**Source extract**
--------------------------------

In a significant intervention to protect Britain’s technological sovereignty, the UK government will directly purchase AI chips and semiconductor equipment from domestic firms in a bid to prevent innovative tech companies from relocating or being acquired by foreign buyers.
Technology Secretary Liz Kendall is expected to outline the “strategic purchases” initiative this week at London Tech Week, marking a shift from the government acting solely as a regulator to becoming an active customer and anchor buyer for the UK’s struggling semiconductor sector.
The move comes amid growing concerns over a brain drain in Britain’s world-class AI and chip design ecosystem. High-profile losses have included Bristol-based AI chip pioneer Graphcore, acquired by Japan’s SoftBank in 2024, and Alphawave IP, bought by US giant Qualcomm in a $2.4 billion deal last year. Arm, the UK’s flagship chip architecture firm, also shifted its primary listing to New York.
A New Role for Government: Customer, Not Just Regulator
According to draft proposals reported by The Telegraph and Bloomberg, the government plans to commit substantial procurement budgets – potentially involving hundreds of millions to over £1 billion in related AI infrastructure spending – to provide reliable revenue streams for British chipmakers.
This approach is part of a broader AI Hardware Plan, which aims to secure 5% of the global AI chip market. Success could generate up to £37 billion in economic value for the UK and support tens of thousands of high-skilled jobs.
Kendall has repeatedly emphasised the strategic importance of reducing reliance on foreign powers. In a January 2026 speech at Bloomberg, she warned: “This is far too important a technology to depend entirely on other countries, especially in areas like defence, financial services and healthcare.”
The plan includes expanded taxpayer-backed funding, skills investment to retain talent, and efforts to scale up public compute capacity — such as growing AI research resources by 20-fold and developing AI Growth Zones.
Britain’s Strengths and Persistent Challenges
The UK remains a global leader in AI research and chip design, ranking among the top nations for early-stage AI companies, with strengths centred around Cambridge and other innovation clusters. However, it lacks large-scale fabrication facilities and relies heavily on overseas foundries like TSMC.

--------------------------------

**Data**
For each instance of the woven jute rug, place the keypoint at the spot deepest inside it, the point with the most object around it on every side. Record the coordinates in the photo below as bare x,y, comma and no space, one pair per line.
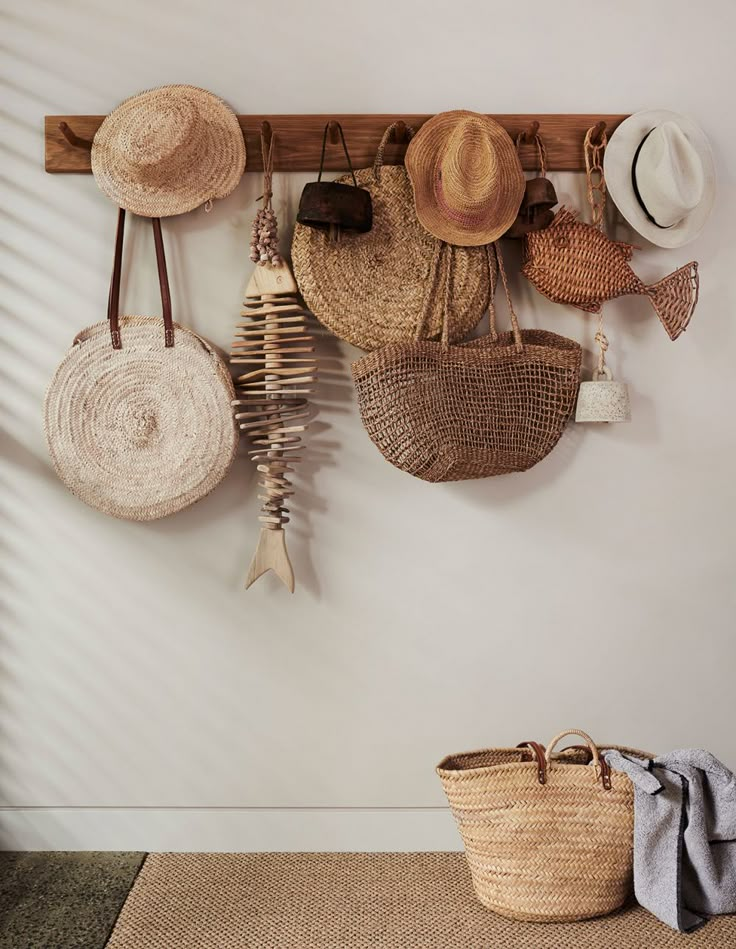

--------------------------------

Reproduce word for word the full article about the UK government's plan to buy AI chips and semiconductor equipment from domestic firms, which appears above the material.

In a significant intervention to protect Britain’s technological sovereignty, the UK government will directly purchase AI chips and semiconductor equipment from domestic firms in a bid to prevent innovative tech companies from relocating or being acquired by foreign buyers.
Technology Secretary Liz Kendall is expected to outline the “strategic purchases” initiative this week at London Tech Week, marking a shift from the government acting solely as a regulator to becoming an active customer and anchor buyer for the UK’s struggling semiconductor sector.
The move comes amid growing concerns over a brain drain in Britain’s world-class AI and chip design ecosystem. High-profile losses have included Bristol-based AI chip pioneer Graphcore, acquired by Japan’s SoftBank in 2024, and Alphawave IP, bought by US giant Qualcomm in a $2.4 billion deal last year. Arm, the UK’s flagship chip architecture firm, also shifted its primary listing to New York.
A New Role for Government: Customer, Not Just Regulator
According to draft proposals reported by The Telegraph and Bloomberg, the government plans to commit substantial procurement budgets – potentially involving hundreds of millions to over £1 billion in related AI infrastructure spending – to provide reliable revenue streams for British chipmakers.
This approach is part of a broader AI Hardware Plan, which aims to secure 5% of the global AI chip market. Success could generate up to £37 billion in economic value for the UK and support tens of thousands of high-skilled jobs.
Kendall has repeatedly emphasised the strategic importance of reducing reliance on foreign powers. In a January 2026 speech at Bloomberg, she warned: “This is far too important a technology to depend entirely on other countries, especially in areas like defence, financial services and healthcare.”
The plan includes expanded taxpayer-backed funding, skills investment to retain talent, and efforts to scale up public compute capacity — such as growing AI research resources by 20-fold and developing AI Growth Zones.
Britain’s Strengths and Persistent Challenges
The UK remains a global leader in AI research and chip design, ranking among the top nations for early-stage AI companies, with strengths centred around Cambridge and other innovation clusters. However, it lacks large-scale fabrication facilities and relies heavily on overseas foundries like TSMC.